■ **Document excerpt**
- Digital cover

Studio album by Babymonster
- Released: November 1, 2024
- Studio: YG Studio (Seoul)
- Genre: K-pop
- Length: 27:49
- Language: Korean; English; Japanese;
- Label: YG
- Producer: Ricky Luna; Airplay; Illjun; YG; Ends; Choice37; G-Dragon; LP; Kang Uk-jin; Diggy; Dee.P;

Babymonster chronology
| Babymons7er (2024) | Drip (2024) | We Go Up (2025) |

Singles from Drip
- "Forever" Released: July 1, 2024; "Clik Clak" Released: October 30, 2024; "Drip" Released: November 1, 2024;

Music videos
- "Forever" on YouTube "Clik Clak" on YouTube "Drip" on YouTube "Love in My Heart" on YouTube "Really Like You" on YouTube

= Drip (album) =

Drip is the first studio album by South Korean girl group Babymonster. It was released by YG Entertainment on November 1, 2024. The album contains 9 songs, including the title tracks "Drip" and "Clik Clak", and the pre-release single "Forever".

Professional ratings
Review scores
| Source | Rating |
| IZM | Star Half star |

==Background and release==
On January 24, 2024, YG Entertainment founder Yang Hyun-suk announced plans for the group to release a mini-album on April 1, followed by a full-length album during the fall of the same year. A follow-up announcement by Yang on May 19 revealed plans to release a pre-release single for the upcoming studio album in early July. The single, "Forever", was released on July 1. Filming of music videos in support of the album began on September 23, which was announced on the same day, along with further confirmation of the album's fall release.

■ **Provided material**
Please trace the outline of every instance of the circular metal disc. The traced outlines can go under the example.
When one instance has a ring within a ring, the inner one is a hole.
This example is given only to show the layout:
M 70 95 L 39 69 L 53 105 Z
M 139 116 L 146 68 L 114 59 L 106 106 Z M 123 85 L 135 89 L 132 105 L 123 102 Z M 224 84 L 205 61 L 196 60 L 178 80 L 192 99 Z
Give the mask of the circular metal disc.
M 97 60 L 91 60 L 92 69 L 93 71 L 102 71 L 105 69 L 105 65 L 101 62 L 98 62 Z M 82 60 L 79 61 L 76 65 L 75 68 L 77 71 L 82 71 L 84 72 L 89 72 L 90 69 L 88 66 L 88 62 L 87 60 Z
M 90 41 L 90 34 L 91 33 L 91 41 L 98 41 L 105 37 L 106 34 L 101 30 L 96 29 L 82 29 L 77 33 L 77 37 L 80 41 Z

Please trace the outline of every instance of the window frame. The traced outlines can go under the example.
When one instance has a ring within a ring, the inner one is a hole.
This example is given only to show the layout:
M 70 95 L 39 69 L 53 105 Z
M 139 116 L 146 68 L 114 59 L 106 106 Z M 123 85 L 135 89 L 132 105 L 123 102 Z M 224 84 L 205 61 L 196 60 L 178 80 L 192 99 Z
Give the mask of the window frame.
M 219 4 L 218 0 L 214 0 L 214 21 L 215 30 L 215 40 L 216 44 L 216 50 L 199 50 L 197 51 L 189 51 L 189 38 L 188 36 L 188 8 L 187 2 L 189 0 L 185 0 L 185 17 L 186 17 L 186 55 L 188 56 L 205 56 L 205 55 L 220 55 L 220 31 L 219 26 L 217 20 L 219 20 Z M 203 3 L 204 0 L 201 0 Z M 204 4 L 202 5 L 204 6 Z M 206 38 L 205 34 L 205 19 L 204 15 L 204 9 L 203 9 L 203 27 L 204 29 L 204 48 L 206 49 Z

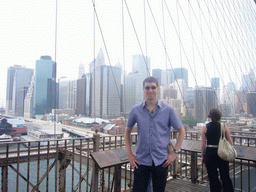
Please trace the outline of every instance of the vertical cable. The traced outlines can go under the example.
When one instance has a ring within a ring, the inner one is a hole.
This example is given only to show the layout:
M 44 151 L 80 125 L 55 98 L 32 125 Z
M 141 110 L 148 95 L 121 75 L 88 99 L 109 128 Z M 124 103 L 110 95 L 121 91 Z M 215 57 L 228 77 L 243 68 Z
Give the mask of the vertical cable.
M 145 30 L 145 52 L 146 52 L 146 65 L 148 68 L 148 49 L 147 49 L 147 20 L 146 20 L 146 0 L 144 2 L 144 30 Z M 150 71 L 148 72 L 148 76 L 150 76 Z
M 95 0 L 93 0 L 93 8 L 95 10 Z M 96 122 L 96 107 L 95 107 L 95 67 L 96 67 L 96 58 L 95 58 L 95 11 L 93 11 L 93 115 L 94 115 L 94 122 Z
M 124 118 L 125 118 L 125 124 L 126 124 L 126 86 L 125 86 L 125 42 L 124 42 L 124 0 L 122 0 L 122 33 L 123 33 L 123 111 L 124 111 Z
M 55 54 L 54 54 L 54 60 L 55 60 L 55 76 L 54 76 L 54 139 L 56 137 L 56 108 L 57 108 L 57 21 L 58 21 L 58 0 L 56 0 L 56 10 L 55 10 Z

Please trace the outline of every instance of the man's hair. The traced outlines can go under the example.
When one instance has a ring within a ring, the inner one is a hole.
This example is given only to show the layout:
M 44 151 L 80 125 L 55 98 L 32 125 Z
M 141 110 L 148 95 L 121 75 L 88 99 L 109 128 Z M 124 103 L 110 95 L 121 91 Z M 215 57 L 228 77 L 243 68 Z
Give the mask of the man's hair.
M 153 76 L 150 76 L 150 77 L 147 77 L 146 79 L 144 79 L 143 87 L 145 86 L 145 83 L 156 83 L 156 86 L 158 87 L 158 80 L 157 80 L 157 78 L 155 78 Z
M 211 108 L 208 114 L 208 117 L 212 119 L 212 122 L 220 121 L 221 116 L 222 114 L 217 108 Z

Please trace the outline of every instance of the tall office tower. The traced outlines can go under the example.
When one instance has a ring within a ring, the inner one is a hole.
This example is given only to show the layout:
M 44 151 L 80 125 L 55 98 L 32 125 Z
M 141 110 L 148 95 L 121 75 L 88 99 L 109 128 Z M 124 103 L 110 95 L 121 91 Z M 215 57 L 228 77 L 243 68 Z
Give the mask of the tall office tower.
M 102 117 L 102 89 L 103 89 L 103 68 L 105 58 L 102 49 L 99 50 L 97 58 L 90 63 L 90 73 L 92 75 L 92 116 Z
M 132 72 L 125 77 L 124 115 L 129 114 L 132 106 L 144 100 L 143 81 L 151 75 L 150 58 L 137 54 L 132 57 Z
M 7 73 L 7 91 L 6 91 L 6 113 L 11 115 L 23 116 L 24 100 L 19 98 L 26 94 L 26 89 L 31 82 L 31 78 L 34 74 L 33 69 L 28 69 L 20 65 L 14 65 L 8 68 Z M 18 94 L 18 90 L 19 95 Z M 21 91 L 25 90 L 25 92 Z M 19 99 L 19 102 L 17 101 Z M 19 110 L 19 114 L 17 114 Z
M 256 117 L 256 92 L 246 93 L 248 114 L 252 114 Z
M 34 87 L 34 115 L 41 118 L 56 106 L 56 63 L 50 56 L 36 61 Z
M 59 109 L 76 109 L 76 86 L 75 80 L 59 80 Z
M 186 90 L 187 90 L 187 86 L 186 86 L 186 82 L 185 79 L 177 79 L 176 81 L 174 81 L 171 86 L 173 87 L 173 89 L 177 90 L 177 99 L 181 100 L 182 104 L 184 103 L 184 101 L 186 101 Z
M 256 75 L 253 72 L 253 70 L 250 71 L 250 83 L 249 83 L 249 89 L 251 92 L 255 92 L 256 91 Z
M 31 83 L 28 87 L 26 97 L 24 99 L 24 117 L 33 118 L 34 108 L 34 76 L 31 79 Z
M 77 79 L 76 90 L 76 115 L 85 115 L 86 102 L 86 79 Z
M 144 55 L 136 54 L 132 56 L 132 72 L 142 74 L 143 77 L 151 75 L 150 58 Z
M 250 87 L 250 75 L 242 75 L 242 89 L 248 91 Z
M 241 114 L 246 111 L 246 91 L 241 89 L 234 95 L 235 113 Z
M 91 74 L 83 75 L 77 80 L 76 115 L 91 115 Z
M 185 68 L 175 68 L 173 70 L 175 79 L 185 79 L 186 88 L 188 87 L 188 70 Z
M 187 100 L 186 105 L 186 116 L 194 116 L 194 89 L 192 87 L 187 88 Z
M 194 90 L 195 119 L 205 121 L 209 110 L 217 107 L 216 90 L 209 87 L 200 87 Z
M 161 85 L 161 72 L 162 69 L 152 69 L 152 76 L 156 77 L 159 83 L 159 86 Z
M 121 69 L 106 65 L 102 79 L 102 118 L 120 117 Z
M 166 69 L 161 72 L 161 86 L 168 88 L 174 81 L 174 72 L 172 69 Z
M 214 89 L 220 88 L 220 78 L 219 77 L 213 77 L 211 78 L 211 85 Z
M 143 74 L 130 73 L 125 77 L 124 116 L 128 116 L 131 108 L 143 101 Z
M 24 103 L 25 103 L 25 97 L 26 97 L 27 91 L 28 91 L 28 87 L 20 87 L 17 90 L 16 114 L 21 117 L 24 116 Z
M 78 79 L 81 79 L 84 74 L 85 74 L 84 64 L 81 63 L 78 68 Z
M 152 76 L 156 77 L 158 80 L 158 86 L 161 86 L 161 72 L 162 69 L 152 69 Z M 157 94 L 157 97 L 160 98 L 160 91 Z
M 227 85 L 223 86 L 223 94 L 221 104 L 230 105 L 231 114 L 235 113 L 234 105 L 234 95 L 236 94 L 236 84 L 234 82 L 229 82 Z
M 92 113 L 92 74 L 86 73 L 84 78 L 86 79 L 85 115 L 91 116 L 91 113 Z

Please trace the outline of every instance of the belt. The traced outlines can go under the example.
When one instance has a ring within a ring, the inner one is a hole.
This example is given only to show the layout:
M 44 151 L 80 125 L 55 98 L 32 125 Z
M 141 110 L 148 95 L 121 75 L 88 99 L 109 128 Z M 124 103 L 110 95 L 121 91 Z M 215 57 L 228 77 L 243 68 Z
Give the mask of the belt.
M 206 147 L 218 148 L 218 145 L 206 145 Z

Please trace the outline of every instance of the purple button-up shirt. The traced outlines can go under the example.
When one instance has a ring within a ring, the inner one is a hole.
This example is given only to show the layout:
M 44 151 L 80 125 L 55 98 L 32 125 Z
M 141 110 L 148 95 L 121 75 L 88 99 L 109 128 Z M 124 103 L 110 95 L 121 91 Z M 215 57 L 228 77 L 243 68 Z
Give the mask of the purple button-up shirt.
M 182 122 L 173 107 L 158 100 L 154 114 L 145 106 L 145 101 L 135 105 L 129 114 L 127 127 L 137 123 L 138 144 L 136 159 L 141 165 L 161 165 L 168 157 L 170 128 L 178 129 Z

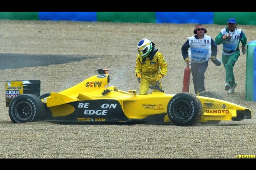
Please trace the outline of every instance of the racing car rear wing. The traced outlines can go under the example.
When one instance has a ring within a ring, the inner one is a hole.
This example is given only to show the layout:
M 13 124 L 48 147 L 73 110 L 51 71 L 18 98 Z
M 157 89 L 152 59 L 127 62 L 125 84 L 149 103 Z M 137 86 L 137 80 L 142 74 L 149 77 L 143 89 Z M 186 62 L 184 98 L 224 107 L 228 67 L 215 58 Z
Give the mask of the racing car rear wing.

■ **Problems to work on**
**a.** In the Drip album article, on what day did filming of the music videos for the album begin?
**b.** From the Drip album article, repeat word for word the passage from "Professional ratings" up to and including "album's fall release.".
The items are separate from the Drip album article.

■ **Responses to the exercise**
**a.** September 23

**b.**
Professional ratings
Review scores
| Source | Rating |
| IZM | Star Half star |

==Background and release==
On January 24, 2024, YG Entertainment founder Yang Hyun-suk announced plans for the group to release a mini-album on April 1, followed by a full-length album during the fall of the same year. A follow-up announcement by Yang on May 19 revealed plans to release a pre-release single for the upcoming studio album in early July. The single, "Forever", was released on July 1. Filming of music videos in support of the album began on September 23, which was announced on the same day, along with further confirmation of the album's fall release.